In the forum thread below about cutting a clean line on knockdown, what kind of caulk is suggested as one that would work?

* Document text

- - - -

# Cutting a clean line on knockdown



## dwbrooks (Oct 23, 2008)

I'm wondering if any of you have any tips or tricks for getting a very sharp line on knockdown. I was thinking of running a thin bead of caulk in the corners in order to get a smoother surface to cut on. 

Thanks much


----------



## Last Craftsman (Dec 5, 2008)

Hello, welcome to Paint Talk.



dwbrooks said:


> I'm wondering if any of you have any tips or tricks for getting a very sharp line on knockdown. I was thinking of running a thin bead of caulk in the corners in order to get a smoother surface to cut on.
> 
> Thanks much



Rather than thinking about it, why not just try it?


----------



## dwbrooks (Oct 23, 2008)

I'm a long time reader of paint talk and contractor talk, at this point I'm confident you all know what your talking about. So I figured I'd ask


----------



## MAK-Deco (Apr 17, 2007)

dwbrooks said:


> at this point I'm confident you all know what your talking about. So I figured I'd ask



:thumbsup:


----------



## [email protected] (Feb 24, 2008)

dwbrooks said:


> I was thinking of running a thin bead of caulk in the corners in order to get a smoother surface to cut on.
> 
> Thanks much


Yup.. done that. It's not a PERFECT solution and will not take all the ridges out. But! it will smooth things just a bit. I did an interior a couple weeks ago that had knockdown walls and ceiling... I caulked and did the best I could. I did "ok" for dealing with knockdown. .. .. ... I don't know any other way.. Well.. if your painting the ceilings, you could caulk the corner and after it cures/hardens you could drop the wall with plastic and use a tape edge for your line. A paintable clear caulk would work.


----------



## RCP (Apr 18, 2007)

Could dropping the line down on wall be an option?

http://www.painttalk.com/f6/ceiling-lines-4817/


----------



## dwbrooks (Oct 23, 2008)

[email protected] said:


> Yup.. done that. It's not a PERFECT solution and will not take all the ridges out. But! it will smooth things just a bit. I did an interior a couple weeks ago that had knockdown walls and ceiling... I caulked and did the best I could. I did "ok" for dealing with knockdown. .. .. ... I don't know any other way.. Well.. if your painting the ceilings, you could caulk the corner and after it cures/hardens you could drop the wall with plastic and use a tape edge for your line. A paintable clear caulk would work.


Yes I'll be painting the ceilings also.

RCP, I have to keep the cut line all the way up. Were you going to suggest something similar to what Jason said?

Thank you for your responses. I've learned a ton from you all in the past years.


----------



## [email protected] (Feb 24, 2008)

dwbrooks said:


> Yes I'll be painting the ceilings also.


In that case, Caulk the corner, paint the walls all the way into the corner (ceiling), mask with 72" or 99" film from the ceiling down and spray the ceiling, Done! I did a multiple of apartments remodeled into condos this way. It was easy and fast but they were all 8' ceilings.... This saves from the tedious task of hand cutting that rough edge that will still exist (but not as bad as before) even after the caulk is applied.


----------



## johnpaint (Sep 20, 2008)

- - - -

* Available data
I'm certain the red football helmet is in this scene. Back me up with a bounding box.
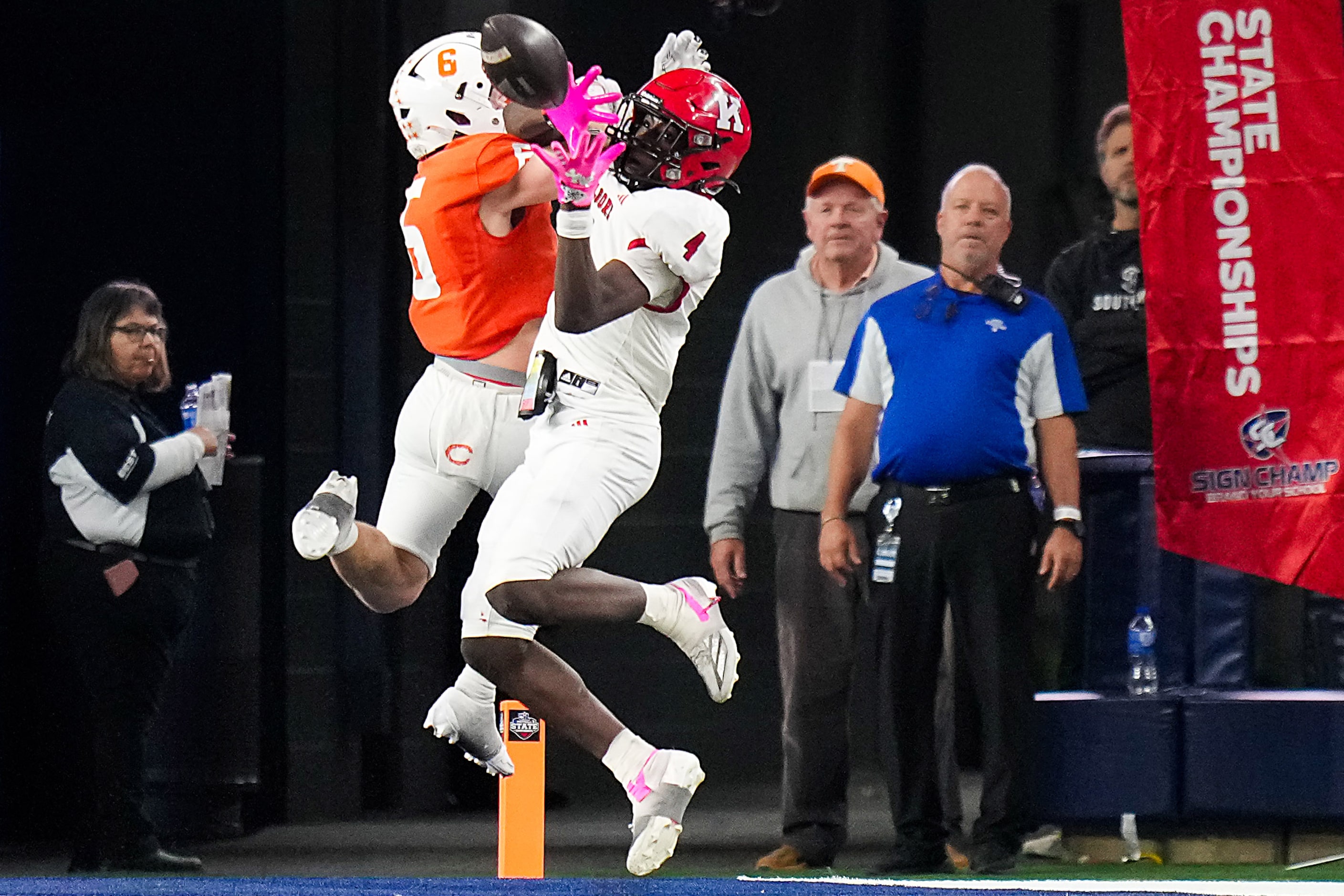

- - - -

* Output of the task
A paintable clear caulk.